AIM OF THE TASK: Each record below is to be reproduced without any change.

## Start

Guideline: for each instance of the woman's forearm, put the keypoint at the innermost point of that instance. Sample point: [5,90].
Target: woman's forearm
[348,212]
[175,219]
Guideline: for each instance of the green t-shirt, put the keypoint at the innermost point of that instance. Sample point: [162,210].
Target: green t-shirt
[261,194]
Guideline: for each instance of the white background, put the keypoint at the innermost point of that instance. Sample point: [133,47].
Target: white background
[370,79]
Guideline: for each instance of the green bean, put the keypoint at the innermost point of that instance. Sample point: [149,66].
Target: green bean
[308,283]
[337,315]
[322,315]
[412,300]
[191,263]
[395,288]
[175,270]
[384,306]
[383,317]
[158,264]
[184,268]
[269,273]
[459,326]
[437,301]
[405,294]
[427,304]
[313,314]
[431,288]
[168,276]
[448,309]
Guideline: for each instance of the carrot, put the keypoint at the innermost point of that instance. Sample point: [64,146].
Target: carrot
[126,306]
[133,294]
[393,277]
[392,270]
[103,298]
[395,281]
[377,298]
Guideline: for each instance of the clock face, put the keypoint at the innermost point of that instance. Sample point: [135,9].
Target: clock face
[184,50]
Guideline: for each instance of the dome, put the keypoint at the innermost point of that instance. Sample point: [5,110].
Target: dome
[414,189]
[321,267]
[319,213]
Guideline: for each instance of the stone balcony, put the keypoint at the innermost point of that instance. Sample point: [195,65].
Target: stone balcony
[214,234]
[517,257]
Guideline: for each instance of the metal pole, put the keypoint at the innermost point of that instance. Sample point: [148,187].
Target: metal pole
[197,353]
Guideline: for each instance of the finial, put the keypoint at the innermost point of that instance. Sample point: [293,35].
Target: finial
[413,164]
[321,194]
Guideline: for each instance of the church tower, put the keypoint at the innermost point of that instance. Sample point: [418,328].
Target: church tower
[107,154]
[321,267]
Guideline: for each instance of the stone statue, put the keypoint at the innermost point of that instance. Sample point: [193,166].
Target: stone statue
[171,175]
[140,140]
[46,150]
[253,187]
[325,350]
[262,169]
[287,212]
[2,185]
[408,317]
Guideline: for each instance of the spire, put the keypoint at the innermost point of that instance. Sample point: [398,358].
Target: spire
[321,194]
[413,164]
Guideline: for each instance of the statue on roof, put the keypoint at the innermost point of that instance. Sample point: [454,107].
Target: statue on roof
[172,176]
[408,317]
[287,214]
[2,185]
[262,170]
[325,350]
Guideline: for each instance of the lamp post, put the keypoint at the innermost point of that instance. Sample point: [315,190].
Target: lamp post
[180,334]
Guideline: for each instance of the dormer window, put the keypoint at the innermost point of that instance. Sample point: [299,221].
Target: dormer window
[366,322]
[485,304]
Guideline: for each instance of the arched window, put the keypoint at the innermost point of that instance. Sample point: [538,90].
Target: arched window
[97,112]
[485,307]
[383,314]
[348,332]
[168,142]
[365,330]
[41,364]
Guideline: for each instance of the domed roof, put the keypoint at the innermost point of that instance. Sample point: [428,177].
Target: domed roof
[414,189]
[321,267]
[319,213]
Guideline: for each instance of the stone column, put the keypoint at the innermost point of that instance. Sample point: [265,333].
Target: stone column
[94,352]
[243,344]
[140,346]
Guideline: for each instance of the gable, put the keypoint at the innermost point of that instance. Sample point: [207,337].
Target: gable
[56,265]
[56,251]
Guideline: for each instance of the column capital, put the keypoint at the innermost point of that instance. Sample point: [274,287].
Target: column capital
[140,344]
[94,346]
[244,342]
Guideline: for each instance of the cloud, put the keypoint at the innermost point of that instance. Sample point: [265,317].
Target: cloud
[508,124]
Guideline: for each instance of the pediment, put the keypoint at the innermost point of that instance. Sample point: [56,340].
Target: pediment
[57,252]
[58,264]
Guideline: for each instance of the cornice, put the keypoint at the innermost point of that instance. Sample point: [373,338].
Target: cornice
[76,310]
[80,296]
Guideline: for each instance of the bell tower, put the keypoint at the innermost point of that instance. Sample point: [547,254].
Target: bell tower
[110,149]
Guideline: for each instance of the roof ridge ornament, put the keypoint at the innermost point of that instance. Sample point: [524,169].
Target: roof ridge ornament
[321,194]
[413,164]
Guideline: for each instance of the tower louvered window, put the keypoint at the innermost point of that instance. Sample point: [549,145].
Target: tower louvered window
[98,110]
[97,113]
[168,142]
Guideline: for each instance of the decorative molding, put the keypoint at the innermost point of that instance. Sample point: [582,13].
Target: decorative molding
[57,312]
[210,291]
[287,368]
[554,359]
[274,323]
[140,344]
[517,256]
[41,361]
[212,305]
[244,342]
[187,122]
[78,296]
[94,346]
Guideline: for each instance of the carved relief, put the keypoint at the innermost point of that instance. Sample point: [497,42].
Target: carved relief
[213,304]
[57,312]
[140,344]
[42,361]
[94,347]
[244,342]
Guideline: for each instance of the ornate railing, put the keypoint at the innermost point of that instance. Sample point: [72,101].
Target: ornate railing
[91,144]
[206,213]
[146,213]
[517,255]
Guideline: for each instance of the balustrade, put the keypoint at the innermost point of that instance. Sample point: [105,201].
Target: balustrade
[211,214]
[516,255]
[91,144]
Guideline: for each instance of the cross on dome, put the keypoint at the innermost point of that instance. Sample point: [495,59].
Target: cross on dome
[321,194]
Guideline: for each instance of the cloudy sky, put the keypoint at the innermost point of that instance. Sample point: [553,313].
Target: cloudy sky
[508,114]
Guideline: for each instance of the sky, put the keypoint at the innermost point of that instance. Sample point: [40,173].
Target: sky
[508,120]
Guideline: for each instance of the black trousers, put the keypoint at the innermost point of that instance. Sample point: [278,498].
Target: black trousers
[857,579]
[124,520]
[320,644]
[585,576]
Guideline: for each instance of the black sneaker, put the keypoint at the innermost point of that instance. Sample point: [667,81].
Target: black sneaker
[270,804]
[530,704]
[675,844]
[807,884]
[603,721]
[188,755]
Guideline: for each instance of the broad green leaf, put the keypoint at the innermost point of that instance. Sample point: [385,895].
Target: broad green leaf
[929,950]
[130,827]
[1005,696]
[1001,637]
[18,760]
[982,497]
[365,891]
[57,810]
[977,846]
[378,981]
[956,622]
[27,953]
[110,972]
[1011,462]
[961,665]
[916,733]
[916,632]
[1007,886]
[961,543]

## End

THE OUTPUT:
Guideline: for each instance of the woman's forearm, put the keypoint at the innermost point of that instance. Sample point: [5,90].
Target: woman's forearm
[348,212]
[175,219]
Guideline: for each instance of the green t-shirt, put the keypoint at the innermost point of that instance. Sample point: [162,210].
Target: green t-shirt
[261,194]
Guideline: for each instance of the white background, put the keypoint at the innermost point of that instance. Sample point: [133,47].
Target: white background
[370,79]
Guideline: for each instance of the green bean, put the keypoint at the innermost point of that instance. Sample point: [149,66].
Target: green bean
[308,283]
[337,315]
[322,315]
[412,300]
[191,263]
[395,288]
[175,270]
[384,306]
[383,317]
[158,264]
[184,268]
[269,273]
[459,326]
[437,301]
[405,294]
[427,304]
[313,314]
[431,288]
[168,276]
[448,309]
Guideline: for each instance of the carrot, put the keypoint at the innermost point of that instance. Sample point: [64,146].
Target: carrot
[126,306]
[133,294]
[393,277]
[392,270]
[103,298]
[395,281]
[377,298]
Guideline: for each instance of the clock face, put the keypoint at the innermost point of that instance. Sample point: [135,9].
Target: clock face
[184,50]
Guideline: for each instance of the dome, put the keypoint at the innermost point of that instance. Sample point: [5,110].
Target: dome
[414,189]
[321,267]
[319,213]
Guideline: for each instance of the stone balcony, put the keypoint at the innermost point of that instance. Sample point: [195,65].
Target: stone balcony
[214,234]
[517,257]
Guideline: for each instance of the metal pole, put the keypoint at the innermost point of that instance. Sample point: [148,187].
Target: metal pole
[197,353]
Guideline: for each instance of the finial, put the keypoint at the innermost point of that instance. Sample point: [293,35].
Target: finial
[413,164]
[321,194]
Guideline: for each instance of the church tower, put the keypoint at the innermost point of that instance. Sample point: [418,328].
Target: church tower
[107,154]
[321,267]
Guideline: for each instance of the stone statue, put the keypoint at the innermost point of that instance. Sample point: [193,166].
Target: stone statue
[171,175]
[140,140]
[46,150]
[253,187]
[325,350]
[262,169]
[287,212]
[2,185]
[408,317]
Guideline: for each instance of the spire, put the keypoint at the innermost point of that instance. Sample point: [398,358].
Target: spire
[321,194]
[413,164]
Guideline: for each instance of the statue on roof, put the keypoint at the innermost point of that instance. Sample point: [454,107].
Target: statue on roof
[172,176]
[408,317]
[287,214]
[2,185]
[262,170]
[325,350]
Guideline: for each instance of the lamp post, put the keypoint at the innermost point of that instance. Sample point: [315,190].
Target: lamp post
[180,334]
Guideline: for each instance of the dormer window, put the keypoint at the innermost point of that instance. Sample point: [299,221].
Target: dormer window
[366,322]
[485,304]
Guideline: for each instance of the arched window, put the keypoint at the innermost point of that instance. Sample point: [538,90].
Target: arched window
[97,112]
[485,307]
[383,314]
[348,332]
[168,142]
[365,330]
[41,364]
Guideline: for each instance of the domed roof, put the keypoint at the innermost point of that instance. Sample point: [428,177].
Target: domed roof
[414,189]
[321,267]
[319,213]
Guideline: for each instance of the stone column, put the keypoint at the innermost point of that instance. Sample point: [265,333].
Target: stone column
[94,352]
[243,344]
[140,346]
Guideline: for each instance of the gable, put the keypoint at the innermost point of that instance. Sample point: [207,337].
Target: gable
[56,265]
[56,251]
Guideline: for each instance of the column capital, put the keypoint at the innermost point of that instance. Sample point: [274,287].
Target: column capital
[140,344]
[94,346]
[244,342]
Guideline: for each instance of the cloud, put the keypoint at the innermost point of that instance. Sample point: [265,317].
Target: cloud
[508,124]
Guideline: for each instance of the pediment, put the keypoint at the innermost point of that instance. Sample point: [56,340].
Target: pediment
[57,252]
[58,264]
Guideline: for each instance of the cornice, put the keypoint at the innermost point of that instance. Sample point: [373,338].
Target: cornice
[76,310]
[80,296]
Guideline: for each instance of the bell tower, put the keypoint at the innermost point of that instance. Sample point: [547,254].
Target: bell tower
[110,149]
Guideline: for each instance of the roof ridge ornament, put the keypoint at the innermost point of that instance. Sample point: [524,169].
Target: roof ridge ornament
[321,194]
[413,164]
Guideline: for each instance of the tower louvered window, put the keypoint at the innermost point of that instance. Sample point: [549,145].
Target: tower louvered window
[98,110]
[97,113]
[168,142]
Guideline: for each instance of the decorative molding, put the keypoint at the innermost point of that instance. Sample point: [582,13].
Target: decorative molding
[57,312]
[210,291]
[287,368]
[554,359]
[274,323]
[140,344]
[517,256]
[41,361]
[212,305]
[244,342]
[187,122]
[78,296]
[94,346]
Guideline: for each instance of the carved relief, put the keypoint at the innermost point of that instance. Sample point: [497,42].
Target: carved relief
[213,304]
[57,312]
[140,344]
[42,361]
[94,347]
[244,342]
Guideline: for each instance of the ornate railing, put the keypoint at the innermost point of that instance. Sample point: [72,101].
Target: ornate railing
[91,144]
[206,213]
[146,213]
[517,255]
Guideline: for each instance of the balustrade, put the keypoint at the innermost point of that instance. Sample point: [105,201].
Target: balustrade
[211,214]
[516,255]
[91,144]
Guideline: for each instance of the cross on dome, put the keypoint at the innermost point of that instance. Sample point: [495,59].
Target: cross on dome
[321,194]
Guideline: for each instance of the cloudy sky, put the keypoint at the innermost point of that instance. Sample point: [553,313].
Target: cloudy sky
[508,114]
Guideline: for each instance of the sky, put the keypoint at the innermost point of that instance. Sample point: [40,173].
Target: sky
[508,120]
Guideline: for each instance of the black trousers, put the keypoint at the innermost point of that instance. Sample point: [278,498].
Target: black trousers
[857,579]
[124,520]
[320,644]
[585,576]
Guideline: for each instance of the black sneaker, put the keypoint at the innermost point of that instance. Sample point: [667,81].
Target: black sneaker
[270,804]
[530,704]
[675,844]
[807,884]
[603,721]
[188,755]
Guideline: for each instance of the broad green leaf, put the keypoint at the innermost point of that instance. Sample point: [385,895].
Target: broad green leaf
[929,950]
[130,827]
[1005,696]
[1001,637]
[18,760]
[982,497]
[365,891]
[57,810]
[977,846]
[378,981]
[956,622]
[27,953]
[110,972]
[1011,462]
[961,665]
[916,733]
[916,632]
[1007,886]
[961,543]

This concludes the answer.